TASK TO COMPLETE ::
Copying task for the records below: reproduce each one exactly and drop the pictures.

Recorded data
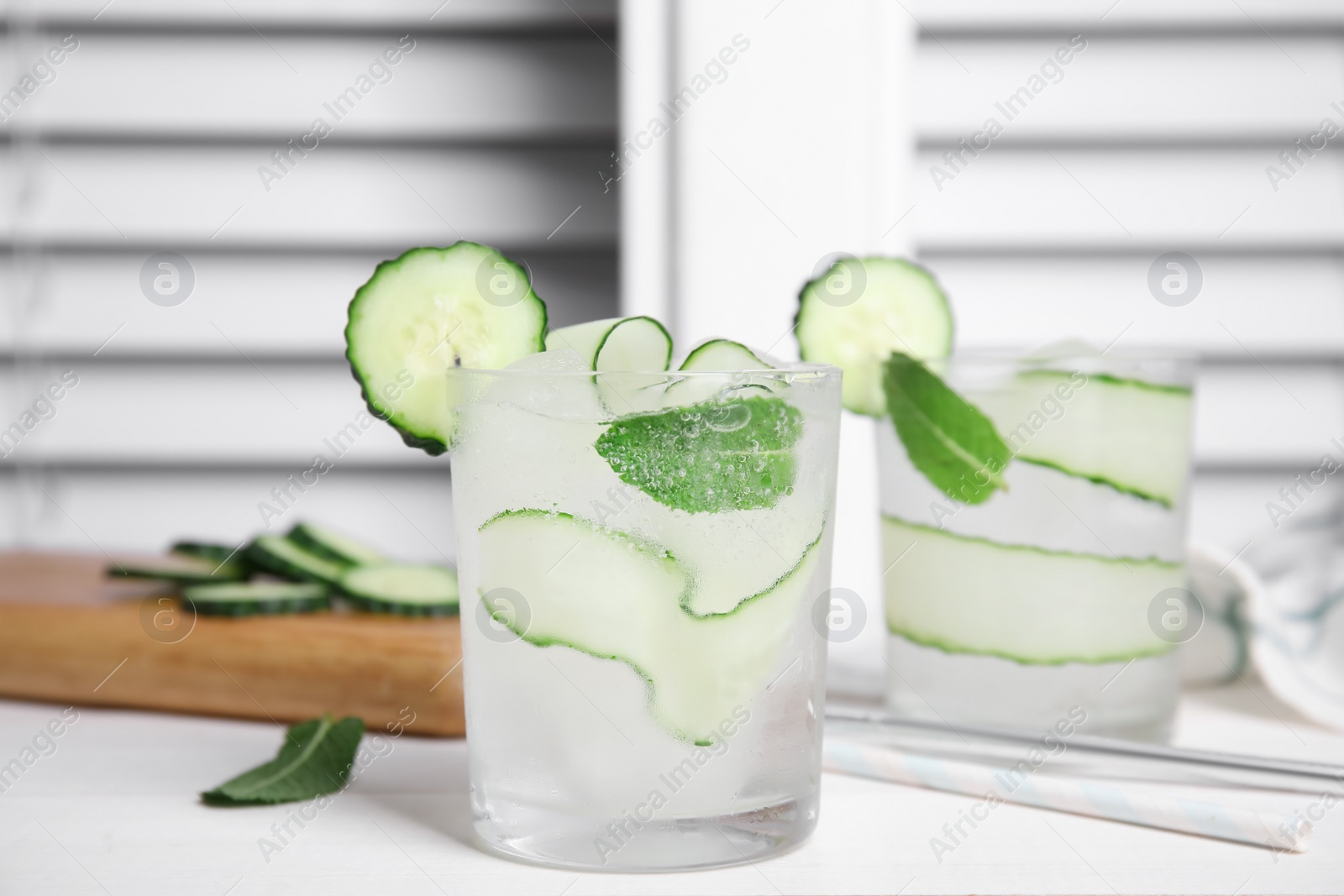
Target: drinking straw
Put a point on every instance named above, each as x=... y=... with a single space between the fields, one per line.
x=1110 y=757
x=1073 y=795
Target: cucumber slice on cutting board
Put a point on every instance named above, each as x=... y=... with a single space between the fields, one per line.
x=972 y=595
x=613 y=595
x=333 y=546
x=1128 y=434
x=432 y=309
x=284 y=558
x=405 y=589
x=257 y=598
x=181 y=569
x=860 y=311
x=723 y=355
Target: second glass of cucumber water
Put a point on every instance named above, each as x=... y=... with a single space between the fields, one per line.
x=1048 y=595
x=640 y=558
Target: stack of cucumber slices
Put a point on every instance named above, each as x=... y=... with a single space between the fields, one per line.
x=705 y=443
x=299 y=573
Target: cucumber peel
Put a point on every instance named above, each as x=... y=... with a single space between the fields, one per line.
x=617 y=597
x=333 y=546
x=714 y=457
x=948 y=438
x=1037 y=606
x=253 y=598
x=860 y=311
x=289 y=560
x=403 y=589
x=181 y=570
x=1122 y=432
x=432 y=309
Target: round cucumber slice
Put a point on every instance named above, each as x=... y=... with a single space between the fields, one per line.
x=181 y=569
x=860 y=311
x=964 y=594
x=405 y=589
x=617 y=344
x=617 y=597
x=432 y=309
x=723 y=355
x=257 y=598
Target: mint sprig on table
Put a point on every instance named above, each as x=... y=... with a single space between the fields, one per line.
x=947 y=437
x=711 y=457
x=313 y=761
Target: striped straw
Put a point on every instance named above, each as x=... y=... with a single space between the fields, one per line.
x=1073 y=795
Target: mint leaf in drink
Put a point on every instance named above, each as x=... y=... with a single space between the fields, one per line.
x=712 y=457
x=313 y=761
x=947 y=437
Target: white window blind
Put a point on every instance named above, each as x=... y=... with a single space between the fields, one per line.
x=172 y=128
x=1153 y=139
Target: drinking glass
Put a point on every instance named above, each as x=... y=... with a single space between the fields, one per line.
x=642 y=559
x=1061 y=598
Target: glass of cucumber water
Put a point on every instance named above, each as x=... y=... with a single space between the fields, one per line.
x=1034 y=530
x=640 y=557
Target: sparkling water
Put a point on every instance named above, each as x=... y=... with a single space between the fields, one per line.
x=1015 y=647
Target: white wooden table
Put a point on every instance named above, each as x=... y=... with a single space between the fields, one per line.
x=114 y=810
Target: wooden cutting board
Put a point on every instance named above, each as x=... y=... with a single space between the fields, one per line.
x=69 y=634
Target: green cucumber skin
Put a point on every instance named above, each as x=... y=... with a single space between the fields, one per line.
x=948 y=647
x=228 y=573
x=387 y=607
x=1032 y=548
x=799 y=318
x=1097 y=479
x=1116 y=380
x=264 y=559
x=1101 y=479
x=257 y=607
x=430 y=445
x=311 y=539
x=656 y=553
x=667 y=360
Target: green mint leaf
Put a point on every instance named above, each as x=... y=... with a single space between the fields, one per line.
x=313 y=761
x=948 y=438
x=712 y=457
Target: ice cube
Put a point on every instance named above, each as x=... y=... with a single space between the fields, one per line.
x=559 y=360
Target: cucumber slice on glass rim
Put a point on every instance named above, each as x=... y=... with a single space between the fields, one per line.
x=257 y=598
x=860 y=311
x=405 y=589
x=333 y=546
x=1122 y=432
x=617 y=344
x=181 y=569
x=281 y=557
x=558 y=580
x=432 y=309
x=633 y=352
x=723 y=355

FINISHED EXERCISE ::
Target: drinking straw
Put a point on every instance named above, each as x=... y=... with a single space between the fields, one per line.
x=1110 y=757
x=1073 y=795
Target: cucumber slice on cutting board
Put a point on every instance named above, each as x=... y=... with a single space between the fields, one per line.
x=972 y=595
x=613 y=595
x=333 y=546
x=1128 y=434
x=432 y=309
x=284 y=558
x=405 y=589
x=257 y=598
x=181 y=569
x=860 y=311
x=723 y=355
Target: second glass of cucumber water
Put a point on every instance named above, each as x=... y=... with a single space between the fields, one per line.
x=1048 y=595
x=640 y=558
Target: stack of cucumber slices
Put a point on every instance named above, each as x=... y=... with a single space between the fields, one per line.
x=705 y=443
x=299 y=573
Target: cucumber peel
Put a point on every instance named above, each as x=... y=... with a single space between the fields, one per line.
x=617 y=597
x=333 y=546
x=714 y=457
x=948 y=438
x=1037 y=606
x=253 y=598
x=860 y=311
x=289 y=560
x=403 y=589
x=181 y=570
x=1122 y=432
x=432 y=309
Target: round cucumber slice
Put a point on every instance named above, each as x=... y=... with a single space between the fields, one per line.
x=181 y=569
x=860 y=311
x=964 y=594
x=405 y=589
x=617 y=344
x=617 y=597
x=432 y=309
x=723 y=355
x=257 y=598
Target: mint sprig on table
Put a point on every instance named above, each as x=... y=... with a single space between the fields, one per line.
x=947 y=437
x=711 y=457
x=313 y=761
Target: striped straw
Put a point on every instance named above, each as x=... y=... with a single space between the fields, one per line.
x=1073 y=795
Target: mint leaf in drink
Put a point on every instance named above, each as x=... y=... with a single space between the fields, one per line.
x=712 y=457
x=313 y=761
x=947 y=437
Target: white window blind
Put a point on every instance named above, each as x=... y=... with a single space between the fields, one per line.
x=172 y=128
x=1153 y=139
Target: drinking glass
Put a point on every instance named above, each as x=... y=... with a single space between the fields, one per line.
x=642 y=559
x=1061 y=598
Target: glass of cucumber water
Put a point on every instance named above, each as x=... y=... with a single space between the fields, one per line.
x=1034 y=530
x=640 y=557
Target: sparkling water
Put a point on every instance named above, each as x=... y=... with a single space between the fields, one per line.
x=1015 y=647
Target: white wooden table
Put a point on every instance named above, each as x=... y=... with a single space between the fields, one per line.
x=114 y=810
Target: wooden cutting board
Put a point on every instance named above, each as x=... y=... with a single space between the fields, one per line.
x=69 y=634
Target: green cucumber skin
Put a point on every instance named above, each as x=... y=... with a single space between the fields, one per line.
x=948 y=647
x=228 y=573
x=387 y=607
x=1032 y=548
x=799 y=318
x=1097 y=479
x=1116 y=380
x=264 y=559
x=1101 y=479
x=257 y=607
x=430 y=445
x=311 y=539
x=656 y=553
x=667 y=360
Target: green mint leaf
Put a point on every instance named above, each as x=... y=... with a single space between the fields, one per line.
x=313 y=761
x=948 y=438
x=712 y=457
Target: ice cube
Put a point on every instance named above, each as x=... y=... with a single space between the fields, one per line.
x=559 y=360
Target: cucumber slice on glass rim
Put a point on every instance named above, each as x=... y=... with a single space between the fields, one per line.
x=257 y=598
x=860 y=311
x=405 y=589
x=333 y=546
x=1122 y=432
x=617 y=344
x=181 y=569
x=281 y=557
x=558 y=580
x=432 y=309
x=633 y=352
x=723 y=355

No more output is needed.